◆ **Work instruction 1**
In the POTS minireview, what female-to-male ratio is given for the syndrome?
◆ **Work instruction 2**
Rewrite the passage of the POTS minireview starting with "Postural orthostatic tachycardia syndrome (POTS) remains" and going on through "this condition [2].", substituting "reproductive age" for "childbearing age".
◆ **Work instruction 3**
Write the next part of the POTS minireview, picking up after its final sentence.

◆ **Document segment**
Postural Orthostatic Tachycardia Syndrome and Its Unusual Presenting Complaints in Women: A Literature Minireview



Abstract

Postural orthostatic tachycardia syndrome (POTS) is a heterogeneous disorder of the autonomic nervous system that is defined by symptoms of orthostatic intolerance. According to the current criteria for adults, currently, POTS is defined as a heart rate increment of 30 beats/minute or more after 10 minutes of standing in the absence of orthostatic hypotension. There is a vast majority that remains misdiagnosed due to the heterogeneity of the disorder. Due to a lack of Food and Drug Administration (FDA) approved therapy, alternative therapies and over the counter medications are used to alleviate the symptoms. This is an uncommon presentation observed primarily in women, as it is more prevalent in females.

Introduction & Background

Postural orthostatic tachycardia syndrome (POTS) is a disorder of the autonomic nervous system that is defined by symptoms of orthostatic intolerance. It is a final, common pathway of a heterogeneous group of underlying diseases that display similar clinical characteristics and are associated with poor health-related quality of life due to debilitating fatigue, poor sleep, and exercise intolerance [1-3].

Postural orthostatic tachycardia syndrome (POTS) remains to be poorly understood, and many patients suffer without being diagnosed for an extended period. Females of childbearing age predominate this syndrome with a ratio of 5:1. Recent research done helped in understanding some of the pathophysiologies; hence, assisting the physicians to treat the patients more appropriately. But still, there are no FDA approved medicines for POTS, and several medications are used off-label to treat this condition [2].

Postural orthostatic tachycardia syndrome (POTS) affects females more than males [4]. This review article aims to help physicians become familiar with the unique presenting complains of POTS, highlighting the different presenting complaints in women [5]. To serve our purpose, we conducted a PubMed search for at least 50 articles available before 2017.

◆ **Given data**
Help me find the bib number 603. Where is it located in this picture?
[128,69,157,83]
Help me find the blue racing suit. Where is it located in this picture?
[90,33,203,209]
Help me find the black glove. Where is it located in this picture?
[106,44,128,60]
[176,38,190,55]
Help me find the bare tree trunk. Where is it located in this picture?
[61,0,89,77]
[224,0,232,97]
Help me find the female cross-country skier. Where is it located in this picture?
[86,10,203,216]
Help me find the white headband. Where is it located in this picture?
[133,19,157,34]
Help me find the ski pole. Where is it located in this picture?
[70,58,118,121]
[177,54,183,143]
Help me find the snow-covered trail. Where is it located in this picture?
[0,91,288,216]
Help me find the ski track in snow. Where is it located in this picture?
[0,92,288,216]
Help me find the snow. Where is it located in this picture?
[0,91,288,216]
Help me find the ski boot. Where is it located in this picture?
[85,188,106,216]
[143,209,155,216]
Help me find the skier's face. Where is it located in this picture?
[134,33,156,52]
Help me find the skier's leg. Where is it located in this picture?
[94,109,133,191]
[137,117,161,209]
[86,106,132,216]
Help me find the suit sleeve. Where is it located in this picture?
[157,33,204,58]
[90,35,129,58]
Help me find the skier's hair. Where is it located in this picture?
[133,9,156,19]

* * *

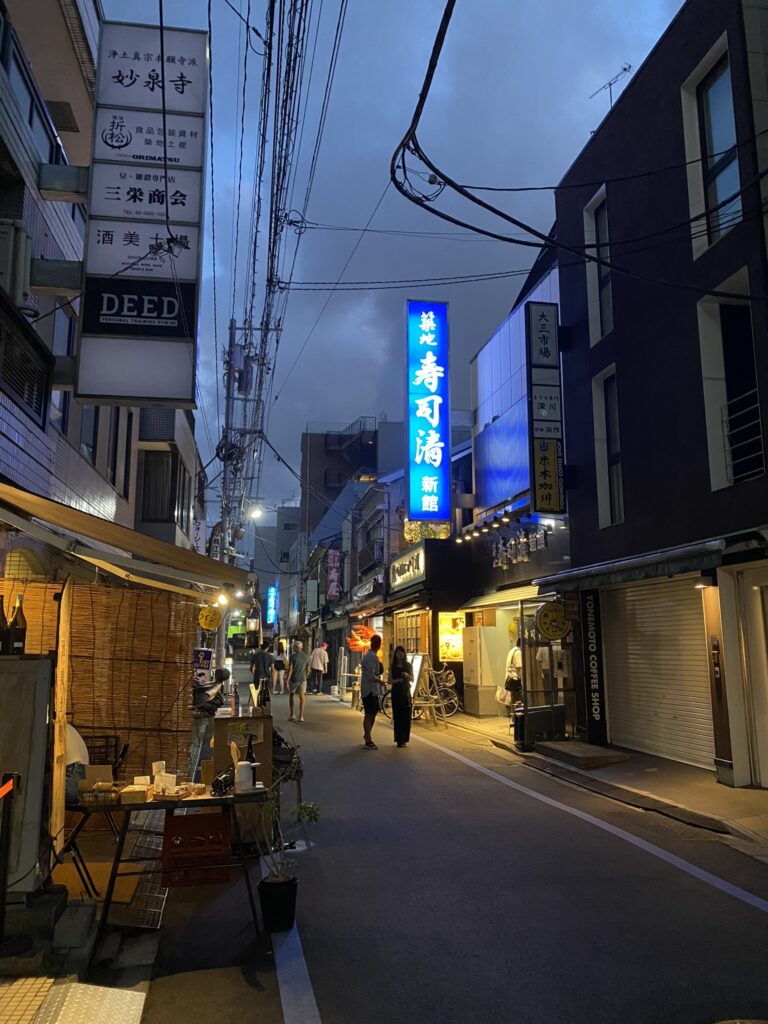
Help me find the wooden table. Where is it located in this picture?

---

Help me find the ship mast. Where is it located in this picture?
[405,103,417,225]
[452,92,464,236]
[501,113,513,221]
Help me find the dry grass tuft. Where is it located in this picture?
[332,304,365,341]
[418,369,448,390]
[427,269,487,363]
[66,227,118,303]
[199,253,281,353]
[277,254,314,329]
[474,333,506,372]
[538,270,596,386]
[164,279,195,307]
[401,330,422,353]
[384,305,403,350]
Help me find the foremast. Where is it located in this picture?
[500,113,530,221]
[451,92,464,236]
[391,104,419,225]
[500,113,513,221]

◆ **Answer area 1**
5:1

◆ **Answer area 2**
Postural orthostatic tachycardia syndrome (POTS) remains to be poorly understood, and many patients suffer without being diagnosed for an extended period. Females of reproductive age predominate this syndrome with a ratio of 5:1. Recent research done helped in understanding some of the pathophysiologies; hence, assisting the physicians to treat the patients more appropriately. But still, there are no FDA approved medicines for POTS, and several medications are used off-label to treat this condition [2].

◆ **Answer area 3**
Review

According to the current diagnostic criteria, a heart rate increase of 30 beats per minute or more, or above 120 bpm, within the first 10 minutes of standing, in the absence of orthostatic hypotension, is called postural orthostatic tachycardia syndrome (POTS). It should be made clear that POTS and orthostatic intolerance are not similar. Orthostatic intolerance is used to describe a condition in which patients develop symptoms on standing or head uptilt but do not fulfill the criteria for the diagnosis of POTS. In the supine position, about a quarter of body's blood is in the thorax. After assuming an upright posture, there is a roughly 500 cc downward displacement of blood toward the extremities, resulting in a decreased venous return to the heart. In an average person, stabilization occurs in less than one minute. The failure of the body to maintain this aspect of normal hemostasis clinically manifests by varying degrees of hypotension. If the hypotension is significantly profound, it may result in cerebral hypoperfusion, hypoxia, and loss of consciousness [6].

Postural orthostatic tachycardia syndrome (POTS) is the final common pathway of a heterogeneous group of underlying disorders that have similar clinical characteristics. The cluster of symptoms associated with POTS reflects underlying dysautonomia, including palpitation, exercise intolerance, fatigue, lightheadedness, tremor, headache, nausea, syncope, and near syncope [7]. These comprise some of the common presenting complaints of patients with POTS, but many patients present with unusual symptoms, which often lead to misdiagnosis. These include recurrent diarrhea or constipation and bladder problems. Over half of these patients may be seen with the complaint of a migraine headache, intracranial pressure abnormalities, visual disturbances, phonophobia, cognitive impairment, and insomnia [8]. Unintentional weight loss and vagus nerve abnormalities are also associated with the POTS syndrome. Symptoms related to the activation of histamine-producing cells, vascular anomalies, and anhydrosis of lower extremities have also been noticed, as explained below. Although the definition is based on an increased heart rate with orthostatic symptoms while upright, patients with POTS frequently voice complaints beyond what one might attribute to the cardiovascular arena, such as dizziness, lightheadedness, fatigue, etc., apparently reflecting other comorbidities [9-10].

According to Tomljenovic et al.'s case study in 2014, a young school girl presented with flu-like symptoms, such as a sore throat, low-grade fever, fatigue, swollen glands, and intense headaches two months after her human papilloma vaccine (HPV) injection. Her symptoms related to orthostatic intolerance worsened over time so much so that she had to go to school in a wheelchair due to chronic fatigue. After a detailed workup, she was diagnosed with POTS [11]. According to Schondorf et al., 40% of patients with chronic fatigue syndrome also suffer from POTS; indeed, chronic fatigue syndrome (CFS) is frequent and of significant comorbidity in POTS [7].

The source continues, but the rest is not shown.